> **Direction**:
Copy each of the following entries word for word, keeping every line as it appears.

** start of Given information **

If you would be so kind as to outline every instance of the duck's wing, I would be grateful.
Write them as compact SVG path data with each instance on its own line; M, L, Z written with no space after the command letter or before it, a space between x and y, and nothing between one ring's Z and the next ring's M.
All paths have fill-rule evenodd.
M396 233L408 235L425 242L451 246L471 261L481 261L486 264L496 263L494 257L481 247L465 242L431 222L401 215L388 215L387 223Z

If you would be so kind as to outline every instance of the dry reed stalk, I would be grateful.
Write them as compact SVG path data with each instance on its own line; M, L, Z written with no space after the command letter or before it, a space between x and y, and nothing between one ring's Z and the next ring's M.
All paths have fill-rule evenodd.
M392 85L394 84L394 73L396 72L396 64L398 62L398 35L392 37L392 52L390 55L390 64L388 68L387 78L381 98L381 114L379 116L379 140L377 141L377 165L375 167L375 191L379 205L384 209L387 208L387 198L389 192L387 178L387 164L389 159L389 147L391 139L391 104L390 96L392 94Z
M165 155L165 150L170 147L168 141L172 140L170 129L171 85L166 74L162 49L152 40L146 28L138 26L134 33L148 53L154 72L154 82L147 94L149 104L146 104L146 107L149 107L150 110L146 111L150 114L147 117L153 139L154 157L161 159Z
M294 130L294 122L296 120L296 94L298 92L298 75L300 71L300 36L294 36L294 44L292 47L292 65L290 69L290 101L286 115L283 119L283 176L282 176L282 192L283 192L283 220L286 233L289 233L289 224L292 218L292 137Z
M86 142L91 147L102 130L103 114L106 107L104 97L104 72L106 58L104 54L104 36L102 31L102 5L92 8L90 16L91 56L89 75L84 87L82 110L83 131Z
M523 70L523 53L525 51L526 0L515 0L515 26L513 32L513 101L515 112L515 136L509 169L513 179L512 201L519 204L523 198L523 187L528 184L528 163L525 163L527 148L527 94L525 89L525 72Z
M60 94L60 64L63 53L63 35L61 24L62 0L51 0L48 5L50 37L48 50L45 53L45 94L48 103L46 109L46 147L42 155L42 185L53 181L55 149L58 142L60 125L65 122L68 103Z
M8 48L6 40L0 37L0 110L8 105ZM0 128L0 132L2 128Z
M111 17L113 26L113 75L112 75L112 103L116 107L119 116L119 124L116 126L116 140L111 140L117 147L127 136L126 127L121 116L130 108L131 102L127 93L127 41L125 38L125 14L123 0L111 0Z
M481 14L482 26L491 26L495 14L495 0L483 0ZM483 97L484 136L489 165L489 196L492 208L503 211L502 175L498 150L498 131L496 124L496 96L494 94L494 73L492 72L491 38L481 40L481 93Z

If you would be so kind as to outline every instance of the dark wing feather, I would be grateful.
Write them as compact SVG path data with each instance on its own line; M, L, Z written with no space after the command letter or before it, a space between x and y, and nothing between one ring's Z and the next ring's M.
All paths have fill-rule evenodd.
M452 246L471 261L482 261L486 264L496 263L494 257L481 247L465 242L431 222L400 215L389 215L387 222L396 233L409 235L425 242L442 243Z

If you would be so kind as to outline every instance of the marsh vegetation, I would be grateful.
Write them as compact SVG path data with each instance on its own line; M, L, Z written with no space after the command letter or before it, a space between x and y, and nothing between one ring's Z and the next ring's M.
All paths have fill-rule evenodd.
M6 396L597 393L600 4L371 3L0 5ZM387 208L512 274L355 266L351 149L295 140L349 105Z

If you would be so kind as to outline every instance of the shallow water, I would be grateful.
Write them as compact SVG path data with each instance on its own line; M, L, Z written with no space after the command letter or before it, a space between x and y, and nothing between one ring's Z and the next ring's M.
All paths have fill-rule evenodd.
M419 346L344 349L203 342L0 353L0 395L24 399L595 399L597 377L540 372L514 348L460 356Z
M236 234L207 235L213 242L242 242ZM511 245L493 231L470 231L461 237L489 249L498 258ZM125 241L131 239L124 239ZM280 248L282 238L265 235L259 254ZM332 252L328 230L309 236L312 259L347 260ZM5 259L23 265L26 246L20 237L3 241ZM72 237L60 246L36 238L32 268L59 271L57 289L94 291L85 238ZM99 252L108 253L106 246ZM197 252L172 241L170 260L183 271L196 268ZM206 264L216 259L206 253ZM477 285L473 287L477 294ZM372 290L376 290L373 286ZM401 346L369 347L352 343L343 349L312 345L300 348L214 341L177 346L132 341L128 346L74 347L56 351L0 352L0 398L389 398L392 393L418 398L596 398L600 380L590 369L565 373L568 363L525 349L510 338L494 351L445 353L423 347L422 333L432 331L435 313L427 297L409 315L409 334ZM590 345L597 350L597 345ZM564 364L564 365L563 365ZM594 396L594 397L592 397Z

** end of Given information **

> **Written answer**:
If you would be so kind as to outline every instance of the duck's wing, I would be grateful.
Write them as compact SVG path data with each instance on its own line; M, L, Z written with no space after the command letter or before it, a space between x and y, and nothing between one ring's Z and the next ring's M.
All paths have fill-rule evenodd.
M396 233L408 235L425 242L451 246L471 261L481 261L486 264L496 263L494 257L481 247L465 242L431 222L401 215L388 215L387 223Z

If you would be so kind as to outline every instance of the dry reed stalk, I would be grateful.
Write them as compact SVG path data with each instance on its own line; M, L, Z written with no space after the command letter or before it, a space between x and y, and nothing between one ring's Z and the next ring's M.
All paths have fill-rule evenodd.
M392 85L394 84L394 73L396 72L396 64L398 62L398 35L392 37L392 52L390 55L390 64L388 68L387 78L381 98L381 114L379 116L379 140L377 141L377 165L375 167L375 191L379 205L384 209L387 208L387 198L389 192L387 178L387 164L389 159L389 147L391 139L391 104L390 96L392 94Z
M165 155L165 150L170 147L168 141L172 140L170 129L171 85L166 74L162 49L152 40L146 28L138 26L134 33L148 53L154 72L154 82L147 94L149 104L146 104L146 107L149 107L150 110L146 111L150 114L147 117L153 139L154 157L161 159Z
M294 130L294 122L296 120L296 94L298 92L298 75L300 71L300 36L294 36L294 44L292 47L292 65L290 69L290 101L286 115L283 119L283 176L282 176L282 192L283 192L283 220L286 233L289 233L289 224L292 218L292 137Z
M86 142L91 147L102 130L103 114L106 107L104 97L104 72L106 58L104 54L104 36L102 31L102 5L92 8L90 16L91 56L89 75L84 87L82 110L83 131Z
M523 70L523 53L525 51L526 0L515 0L515 26L513 32L513 101L515 112L515 136L509 169L513 179L512 201L519 204L523 198L523 187L528 184L528 163L525 163L527 148L527 94L525 89L525 72Z
M60 94L60 64L63 53L63 35L61 24L62 0L51 0L48 5L50 37L48 50L45 53L45 94L48 103L46 109L46 147L42 155L42 185L53 181L55 149L58 142L60 125L65 122L68 103Z
M8 48L6 40L0 37L0 110L8 105ZM0 128L0 132L2 128Z
M111 17L113 26L113 75L112 75L112 103L116 107L119 116L119 124L116 126L116 140L111 140L117 147L127 136L126 127L121 116L130 108L131 102L127 93L127 41L125 38L125 14L123 0L111 0Z
M481 14L482 26L491 26L495 14L495 0L483 0ZM483 97L484 136L489 165L489 196L492 208L503 211L502 175L498 150L498 131L496 124L496 96L494 94L494 73L492 72L491 38L481 40L481 93Z

If you would be so kind as to outline every instance of the dark wing feather, I would be grateful.
Write them as compact SVG path data with each instance on its own line; M, L, Z written with no space after the command letter or before it, a space between x and y, and nothing between one ring's Z and the next ring's M.
All paths have fill-rule evenodd.
M452 246L471 261L482 261L486 264L496 263L494 257L481 247L465 242L431 222L400 215L389 215L387 222L396 233L409 235L425 242L442 243Z

If you would be so kind as to outline every instance of the marsh vegetation, I would be grateful.
Write them as compact SVG path data with each instance on its own line; M, L, Z written with no space after the command letter or before it, a space between x and y, and nothing between one ring's Z and the next ring's M.
All paths have fill-rule evenodd.
M6 396L597 393L600 4L371 3L0 5ZM387 208L512 274L355 266L351 149L295 140L349 105Z

If you would be so kind as to outline every instance of the shallow water, I would be grateful.
Write them as compact SVG path data with each instance on its own line; M, L, Z written with no space after the command letter or before it, a space between x and y, and nothing between one ring's Z and the next ring's M.
All paths have fill-rule evenodd.
M419 346L344 349L203 342L0 353L0 395L24 399L595 399L597 377L540 372L514 348L460 356Z
M236 234L207 235L213 242L242 242ZM511 245L493 231L470 231L461 237L489 249L498 258ZM125 241L131 239L124 239ZM280 248L282 238L265 235L259 254ZM332 252L328 230L309 236L312 259L347 260ZM5 259L23 265L26 246L20 237L3 241ZM72 237L60 246L36 238L32 268L59 271L57 289L94 291L85 238ZM99 252L108 253L106 246ZM197 252L172 241L170 260L183 271L196 268ZM206 264L216 259L206 253ZM477 285L473 287L477 294ZM372 290L376 290L373 286ZM401 346L369 347L352 343L343 349L312 345L300 348L214 341L177 346L132 341L128 346L74 347L56 351L0 352L0 398L389 398L392 393L418 398L596 398L600 380L590 369L565 373L568 363L525 349L510 338L494 351L445 353L423 347L422 333L432 331L435 313L427 297L409 315L409 334ZM590 345L597 350L597 345ZM564 364L564 365L563 365ZM594 396L594 397L592 397Z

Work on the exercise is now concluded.